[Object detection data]
________
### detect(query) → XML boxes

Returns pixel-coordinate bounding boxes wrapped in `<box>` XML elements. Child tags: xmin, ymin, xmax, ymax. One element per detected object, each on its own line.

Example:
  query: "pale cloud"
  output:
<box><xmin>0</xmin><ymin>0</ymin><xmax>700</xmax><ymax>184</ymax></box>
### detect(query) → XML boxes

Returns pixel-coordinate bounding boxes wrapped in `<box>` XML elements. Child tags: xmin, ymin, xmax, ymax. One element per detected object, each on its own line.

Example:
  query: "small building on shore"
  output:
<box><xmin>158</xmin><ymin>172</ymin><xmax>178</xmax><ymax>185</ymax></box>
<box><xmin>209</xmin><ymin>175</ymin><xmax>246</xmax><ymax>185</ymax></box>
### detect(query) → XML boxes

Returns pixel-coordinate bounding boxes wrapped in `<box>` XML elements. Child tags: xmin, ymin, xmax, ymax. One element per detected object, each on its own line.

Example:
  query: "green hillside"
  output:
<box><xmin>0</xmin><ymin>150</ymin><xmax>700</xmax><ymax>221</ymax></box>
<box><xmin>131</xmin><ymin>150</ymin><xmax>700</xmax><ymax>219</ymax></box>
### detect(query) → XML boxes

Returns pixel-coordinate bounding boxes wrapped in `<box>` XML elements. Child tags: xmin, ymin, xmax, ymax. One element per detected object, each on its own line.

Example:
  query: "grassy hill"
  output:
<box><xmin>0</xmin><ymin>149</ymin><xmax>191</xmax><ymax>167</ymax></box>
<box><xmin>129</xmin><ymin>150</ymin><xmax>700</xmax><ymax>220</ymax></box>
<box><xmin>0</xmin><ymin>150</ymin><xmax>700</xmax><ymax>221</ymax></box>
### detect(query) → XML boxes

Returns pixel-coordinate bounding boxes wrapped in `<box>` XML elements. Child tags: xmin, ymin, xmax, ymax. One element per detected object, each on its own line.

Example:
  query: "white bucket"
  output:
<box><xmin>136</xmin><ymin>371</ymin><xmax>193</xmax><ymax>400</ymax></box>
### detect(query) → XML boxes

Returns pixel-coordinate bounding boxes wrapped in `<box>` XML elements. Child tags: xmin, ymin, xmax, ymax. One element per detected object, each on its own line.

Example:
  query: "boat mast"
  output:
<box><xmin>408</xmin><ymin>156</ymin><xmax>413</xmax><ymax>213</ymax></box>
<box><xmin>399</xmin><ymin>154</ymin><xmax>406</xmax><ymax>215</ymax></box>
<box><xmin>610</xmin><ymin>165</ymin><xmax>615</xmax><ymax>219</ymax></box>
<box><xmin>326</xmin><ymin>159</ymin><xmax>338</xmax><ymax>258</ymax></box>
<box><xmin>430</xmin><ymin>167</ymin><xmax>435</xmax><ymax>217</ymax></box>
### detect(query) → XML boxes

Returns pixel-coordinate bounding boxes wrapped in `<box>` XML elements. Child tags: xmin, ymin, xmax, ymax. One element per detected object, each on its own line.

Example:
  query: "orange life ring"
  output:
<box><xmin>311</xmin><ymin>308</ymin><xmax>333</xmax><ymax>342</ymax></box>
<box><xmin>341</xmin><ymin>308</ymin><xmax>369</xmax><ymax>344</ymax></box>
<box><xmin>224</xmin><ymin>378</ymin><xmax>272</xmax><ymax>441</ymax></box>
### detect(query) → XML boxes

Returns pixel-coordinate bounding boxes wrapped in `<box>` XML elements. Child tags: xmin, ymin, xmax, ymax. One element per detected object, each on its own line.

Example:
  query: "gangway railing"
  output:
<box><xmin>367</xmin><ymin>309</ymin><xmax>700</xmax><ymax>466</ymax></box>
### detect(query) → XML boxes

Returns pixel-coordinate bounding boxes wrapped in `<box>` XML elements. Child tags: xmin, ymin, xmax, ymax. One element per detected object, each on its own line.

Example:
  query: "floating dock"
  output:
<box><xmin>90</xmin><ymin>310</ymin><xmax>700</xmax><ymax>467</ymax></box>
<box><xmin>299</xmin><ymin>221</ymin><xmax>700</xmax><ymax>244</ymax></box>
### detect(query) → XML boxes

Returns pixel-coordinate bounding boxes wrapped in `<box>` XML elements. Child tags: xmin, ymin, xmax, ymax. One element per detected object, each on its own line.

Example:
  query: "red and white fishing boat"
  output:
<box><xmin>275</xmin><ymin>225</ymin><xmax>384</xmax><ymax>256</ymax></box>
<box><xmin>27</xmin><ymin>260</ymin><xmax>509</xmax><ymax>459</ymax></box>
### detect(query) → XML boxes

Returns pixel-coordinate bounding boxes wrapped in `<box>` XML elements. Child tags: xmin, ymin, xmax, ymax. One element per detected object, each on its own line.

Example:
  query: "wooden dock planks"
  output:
________
- What to do
Output all of the material exactly as written.

- Result below
### detect(query) → XML boxes

Returns pixel-coordinate bounding boxes wrapped in `<box>` XML elements. Child tags: xmin, ymin, xmax, ymax. One element per detected object, each on its own line.

Example:
  query: "pale cloud"
  output:
<box><xmin>0</xmin><ymin>0</ymin><xmax>700</xmax><ymax>184</ymax></box>
### detect(query) → XML boxes

Returns pixel-coordinate bounding boxes wrapped in `<box>` XML elements. Child tags: xmin, ymin, xmax, ymax. One element per detected object, each on its own line.

Example:
  query: "small building on shore"
  output:
<box><xmin>158</xmin><ymin>172</ymin><xmax>178</xmax><ymax>185</ymax></box>
<box><xmin>209</xmin><ymin>175</ymin><xmax>246</xmax><ymax>185</ymax></box>
### detect(query) → XML boxes

Returns pixel-coordinate bounding boxes wrapped in `<box>` XML elements. Child tags: xmin, ymin, xmax, ymax. One element per detected object, each on its own line.

Example:
  query: "green hillside"
  output:
<box><xmin>0</xmin><ymin>150</ymin><xmax>700</xmax><ymax>221</ymax></box>
<box><xmin>131</xmin><ymin>150</ymin><xmax>700</xmax><ymax>219</ymax></box>
### detect(query) → XML boxes

Returns pixel-coordinate bounding boxes wrapped in `<box>` XML elements. Child tags: xmin, ymin, xmax, ymax. One element per detected object, each on its own line.

Example:
  query: "grassy hill"
  output:
<box><xmin>0</xmin><ymin>149</ymin><xmax>191</xmax><ymax>167</ymax></box>
<box><xmin>129</xmin><ymin>150</ymin><xmax>700</xmax><ymax>220</ymax></box>
<box><xmin>0</xmin><ymin>150</ymin><xmax>700</xmax><ymax>221</ymax></box>
### detect(query) → XML boxes

Returns pixel-coordinate bounding boxes wrapped in `<box>` XML elements. Child tags: xmin, ymin, xmax, ymax. One element per detected object, each on its own line.

Example:
  query: "white bucket"
  output:
<box><xmin>136</xmin><ymin>371</ymin><xmax>193</xmax><ymax>400</ymax></box>
### detect(query) → XML boxes

Returns pixel-coordinate bounding boxes wrapped in `<box>` XML elements. Child tags: xmin, ymin, xmax, ymax. One element per detected object, each on its own line.

Example:
  query: "boat mast"
  output:
<box><xmin>408</xmin><ymin>156</ymin><xmax>413</xmax><ymax>213</ymax></box>
<box><xmin>399</xmin><ymin>154</ymin><xmax>406</xmax><ymax>215</ymax></box>
<box><xmin>610</xmin><ymin>165</ymin><xmax>615</xmax><ymax>219</ymax></box>
<box><xmin>326</xmin><ymin>159</ymin><xmax>338</xmax><ymax>258</ymax></box>
<box><xmin>430</xmin><ymin>167</ymin><xmax>435</xmax><ymax>217</ymax></box>
### detect(query) → XML boxes

Returns pixel-coordinate bounding boxes wrapped in `<box>` XML elements. Child tags: xmin, ymin, xmax, ymax. One element per detected object, each on its own line.

Example:
  query: "orange life ring"
  output:
<box><xmin>311</xmin><ymin>308</ymin><xmax>333</xmax><ymax>342</ymax></box>
<box><xmin>341</xmin><ymin>308</ymin><xmax>369</xmax><ymax>344</ymax></box>
<box><xmin>224</xmin><ymin>378</ymin><xmax>272</xmax><ymax>441</ymax></box>
### detect(query) → XML boxes

Returns pixel-coordinate bounding boxes wrapped in `<box>` XML elements. Child tags: xmin, ymin, xmax, ymax. One element per detected object, each on its own line.

Example:
  query: "gangway railing"
  output:
<box><xmin>367</xmin><ymin>309</ymin><xmax>700</xmax><ymax>466</ymax></box>
### detect(query) → XML boxes

Returns pixel-coordinate bounding boxes wrapped in `<box>` XML elements. Child tags: xmin, ymin, xmax, ymax. One element per detected object, each on its own line.

Example:
  query: "floating dock"
  output:
<box><xmin>90</xmin><ymin>310</ymin><xmax>700</xmax><ymax>467</ymax></box>
<box><xmin>299</xmin><ymin>221</ymin><xmax>700</xmax><ymax>244</ymax></box>
### detect(query) → XML boxes

Returns pixel-coordinate bounding boxes wrapped in `<box>` XML elements. Child tags: xmin, ymin, xmax, ymax. One element per detected object, each on its own line.

Example:
  query: "red and white fishing boat"
  output:
<box><xmin>275</xmin><ymin>225</ymin><xmax>384</xmax><ymax>256</ymax></box>
<box><xmin>27</xmin><ymin>260</ymin><xmax>509</xmax><ymax>459</ymax></box>
### detect(query) → XML boxes

Returns pixel-coordinate bounding boxes wrapped in `<box>` XML elements. Child tags: xmin, ymin, xmax, ymax. One element per detected object, each on its own line.

Example:
  query: "wooden dock planks"
  output:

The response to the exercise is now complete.